───── Page excerpt
# Tips for MFF11?



## Kori Okami (Nov 18, 2011)

Hello everyone! Well, this year my mate and I will be attending MFF for the first time ever! However, neither of know what to really expect or even what to really go to for that matter. Any tips for first timers?


----------



## Azure (Nov 18, 2011)

Prepare your anus.


----------



## Ricky (Nov 18, 2011)

Azure said:


> Prepare your anus.



Pretty much this.

I know you say you're significant other will be with you but I still highly suggest wearing a full body condom around the con, just to be on the safe side.


----------



## dinosaurdammit (Nov 18, 2011)

Bathe and dont be afraid to tell others to do so.


----------



## Ricky (Nov 19, 2011)

dinosaurdammit said:


> Bathe and dont be afraid to tell others to do so.



I never understood why people PAY FOR a room at a con and don't utilize things like A SHOWER.

Isn't that why you pay for a room?

Especially if they are sleeping on the floor (like a lot of people do to save money).  Why even bother?


----------



## dinosaurdammit (Nov 19, 2011)

Ricky said:


> I never understood why people PAY FOR a room at a con and don't utilize things like A SHOWER.
> 
> Isn't that why you pay for a room?
> 
> Especially if they are sleeping on the floor (like a lot of people do to save money).  Why even bother?



Personally I cannot feel well unless I bathe once a day if I am going to be around a ton of people. I refuse to believe people dont have a few mins to get their stinky ass in the shower and bathe. I can go for camping trips in the woods and come out smelling like fresh dirt- which smells amazing. I have seen people go to a con for a DAY and smell like a rotting jogger. SQUICK


----------



## Kori Okami (Nov 19, 2011)

It seems to be the same way with anime cons, but I don't plan on wearing a condom suit any time soon. ">> Thanks for the advice though.


----------



## Kori Okami (Nov 19, 2011)

Thanks for the advice everyone! I was also wondering if there was anything that was really interesting to go to. Like, I know Uncle Kage is going to be there, and my mate and I are already planning to go to one of his panels. Any other panel suggestions or things to see?
──────────
───── Data in this exercise
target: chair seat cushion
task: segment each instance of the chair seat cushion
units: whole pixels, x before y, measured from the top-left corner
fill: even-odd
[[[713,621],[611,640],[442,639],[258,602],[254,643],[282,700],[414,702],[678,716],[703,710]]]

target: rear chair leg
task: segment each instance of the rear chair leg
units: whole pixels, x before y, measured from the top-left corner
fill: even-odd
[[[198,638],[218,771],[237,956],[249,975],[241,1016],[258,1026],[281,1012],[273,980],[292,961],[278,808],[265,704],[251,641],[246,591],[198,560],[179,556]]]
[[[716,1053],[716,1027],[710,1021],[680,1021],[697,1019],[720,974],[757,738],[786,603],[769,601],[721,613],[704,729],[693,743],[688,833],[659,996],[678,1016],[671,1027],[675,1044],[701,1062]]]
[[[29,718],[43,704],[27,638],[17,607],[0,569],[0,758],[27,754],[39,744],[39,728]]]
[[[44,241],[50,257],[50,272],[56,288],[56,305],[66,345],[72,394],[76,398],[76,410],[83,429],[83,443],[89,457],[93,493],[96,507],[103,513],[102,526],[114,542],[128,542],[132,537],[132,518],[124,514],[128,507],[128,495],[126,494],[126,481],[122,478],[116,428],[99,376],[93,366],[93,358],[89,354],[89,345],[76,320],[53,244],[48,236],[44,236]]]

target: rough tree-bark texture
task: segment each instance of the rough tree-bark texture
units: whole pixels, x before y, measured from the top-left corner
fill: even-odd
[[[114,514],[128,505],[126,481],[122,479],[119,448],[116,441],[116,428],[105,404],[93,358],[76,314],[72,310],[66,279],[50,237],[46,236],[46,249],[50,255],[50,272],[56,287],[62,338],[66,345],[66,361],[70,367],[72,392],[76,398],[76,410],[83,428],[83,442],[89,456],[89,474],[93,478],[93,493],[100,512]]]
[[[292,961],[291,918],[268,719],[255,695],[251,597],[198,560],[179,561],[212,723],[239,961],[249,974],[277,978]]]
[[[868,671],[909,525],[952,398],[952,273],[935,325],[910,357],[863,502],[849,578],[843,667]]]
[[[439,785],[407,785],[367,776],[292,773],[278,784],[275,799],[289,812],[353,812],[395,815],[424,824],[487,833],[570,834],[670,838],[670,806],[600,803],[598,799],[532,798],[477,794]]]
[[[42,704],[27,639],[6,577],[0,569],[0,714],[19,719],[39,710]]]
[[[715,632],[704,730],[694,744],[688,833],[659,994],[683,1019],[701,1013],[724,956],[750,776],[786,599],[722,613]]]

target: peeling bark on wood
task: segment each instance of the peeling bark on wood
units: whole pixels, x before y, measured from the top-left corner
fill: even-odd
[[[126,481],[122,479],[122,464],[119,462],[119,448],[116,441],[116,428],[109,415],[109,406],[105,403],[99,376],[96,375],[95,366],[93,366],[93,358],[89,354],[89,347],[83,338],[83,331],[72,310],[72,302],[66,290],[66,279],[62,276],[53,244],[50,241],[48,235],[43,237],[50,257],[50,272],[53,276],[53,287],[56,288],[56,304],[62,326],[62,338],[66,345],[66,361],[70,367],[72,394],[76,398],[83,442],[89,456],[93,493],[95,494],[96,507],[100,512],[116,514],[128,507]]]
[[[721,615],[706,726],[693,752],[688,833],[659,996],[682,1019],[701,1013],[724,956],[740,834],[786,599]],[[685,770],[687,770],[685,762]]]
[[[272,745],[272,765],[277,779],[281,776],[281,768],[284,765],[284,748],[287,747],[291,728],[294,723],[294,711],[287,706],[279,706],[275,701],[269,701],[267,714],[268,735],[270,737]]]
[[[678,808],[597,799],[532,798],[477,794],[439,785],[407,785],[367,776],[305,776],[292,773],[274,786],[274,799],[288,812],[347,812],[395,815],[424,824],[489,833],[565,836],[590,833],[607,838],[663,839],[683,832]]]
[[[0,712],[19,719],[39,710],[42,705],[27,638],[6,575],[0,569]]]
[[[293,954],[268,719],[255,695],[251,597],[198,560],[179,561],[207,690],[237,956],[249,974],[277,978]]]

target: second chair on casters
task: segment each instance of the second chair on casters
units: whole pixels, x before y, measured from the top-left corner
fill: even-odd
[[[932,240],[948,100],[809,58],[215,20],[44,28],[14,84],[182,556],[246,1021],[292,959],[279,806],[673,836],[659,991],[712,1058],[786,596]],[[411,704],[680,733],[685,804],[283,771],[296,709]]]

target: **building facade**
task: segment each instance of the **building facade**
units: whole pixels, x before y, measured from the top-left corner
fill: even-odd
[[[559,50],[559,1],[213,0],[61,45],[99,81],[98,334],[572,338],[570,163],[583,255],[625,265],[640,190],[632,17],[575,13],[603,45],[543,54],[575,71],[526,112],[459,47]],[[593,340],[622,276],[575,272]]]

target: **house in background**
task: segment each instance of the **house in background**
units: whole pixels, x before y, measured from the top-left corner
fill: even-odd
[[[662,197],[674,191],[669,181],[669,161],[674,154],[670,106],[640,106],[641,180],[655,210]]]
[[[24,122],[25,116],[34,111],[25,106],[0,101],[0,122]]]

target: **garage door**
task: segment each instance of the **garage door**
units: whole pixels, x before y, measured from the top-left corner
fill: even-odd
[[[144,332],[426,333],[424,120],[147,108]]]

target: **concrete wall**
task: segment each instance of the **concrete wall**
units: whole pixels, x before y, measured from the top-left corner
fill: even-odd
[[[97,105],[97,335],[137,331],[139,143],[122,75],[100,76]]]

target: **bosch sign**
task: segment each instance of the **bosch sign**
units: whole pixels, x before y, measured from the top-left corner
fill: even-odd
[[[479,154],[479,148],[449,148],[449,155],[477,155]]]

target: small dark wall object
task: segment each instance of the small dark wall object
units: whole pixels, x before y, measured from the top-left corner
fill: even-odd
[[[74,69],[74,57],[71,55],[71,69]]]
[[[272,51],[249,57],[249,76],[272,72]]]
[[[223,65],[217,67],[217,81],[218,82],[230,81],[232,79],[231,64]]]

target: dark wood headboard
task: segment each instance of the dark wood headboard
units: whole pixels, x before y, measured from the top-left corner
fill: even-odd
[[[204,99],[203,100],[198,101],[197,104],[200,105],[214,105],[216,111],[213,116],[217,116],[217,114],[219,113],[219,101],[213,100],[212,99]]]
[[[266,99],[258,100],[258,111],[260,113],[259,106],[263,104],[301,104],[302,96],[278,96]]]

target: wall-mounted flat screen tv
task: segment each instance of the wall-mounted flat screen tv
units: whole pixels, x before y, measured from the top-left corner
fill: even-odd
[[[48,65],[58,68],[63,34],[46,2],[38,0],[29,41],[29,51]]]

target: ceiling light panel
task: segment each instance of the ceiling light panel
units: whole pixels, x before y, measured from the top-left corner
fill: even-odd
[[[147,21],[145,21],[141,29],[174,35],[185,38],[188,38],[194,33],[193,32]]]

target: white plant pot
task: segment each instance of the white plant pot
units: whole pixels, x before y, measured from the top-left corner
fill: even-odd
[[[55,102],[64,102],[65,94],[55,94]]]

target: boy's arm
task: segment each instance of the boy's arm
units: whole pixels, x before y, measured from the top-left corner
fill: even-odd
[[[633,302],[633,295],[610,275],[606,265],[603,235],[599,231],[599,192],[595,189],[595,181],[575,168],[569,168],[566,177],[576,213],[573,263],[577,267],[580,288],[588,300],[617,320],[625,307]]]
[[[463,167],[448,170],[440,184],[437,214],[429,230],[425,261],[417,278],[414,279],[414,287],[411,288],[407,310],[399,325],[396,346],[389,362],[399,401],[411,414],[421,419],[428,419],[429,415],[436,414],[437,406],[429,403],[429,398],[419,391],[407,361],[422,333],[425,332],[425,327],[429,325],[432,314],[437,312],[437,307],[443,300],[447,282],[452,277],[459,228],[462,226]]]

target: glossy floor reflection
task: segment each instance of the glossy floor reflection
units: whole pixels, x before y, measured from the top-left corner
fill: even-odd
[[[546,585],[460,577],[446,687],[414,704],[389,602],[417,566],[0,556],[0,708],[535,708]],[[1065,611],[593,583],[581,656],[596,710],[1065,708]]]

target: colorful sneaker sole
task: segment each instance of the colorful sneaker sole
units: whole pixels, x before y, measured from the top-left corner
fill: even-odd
──────────
§ **Your tasks**
- A) In the MFF11 tips thread, what reason is given for why a lot of people sleep on the floor at a con?
- B) In the records, rewrite the lines from the one holding "target: **concrete wall**" through the one holding "[[[97,105],[97,335],[137,331],[139,143],[122,75],[100,76]]]", inclusive, swapping "whole pixels" for "integer pixels" and leaving everything else unchanged.

§ **Task solutions**
- A) The thread says a lot of people sleep on the floor to save money.

- B)
target: **concrete wall**
task: segment each instance of the **concrete wall**
units: integer pixels, x before y, measured from the top-left corner
fill: even-odd
[[[97,105],[97,335],[137,331],[139,143],[122,75],[100,76]]]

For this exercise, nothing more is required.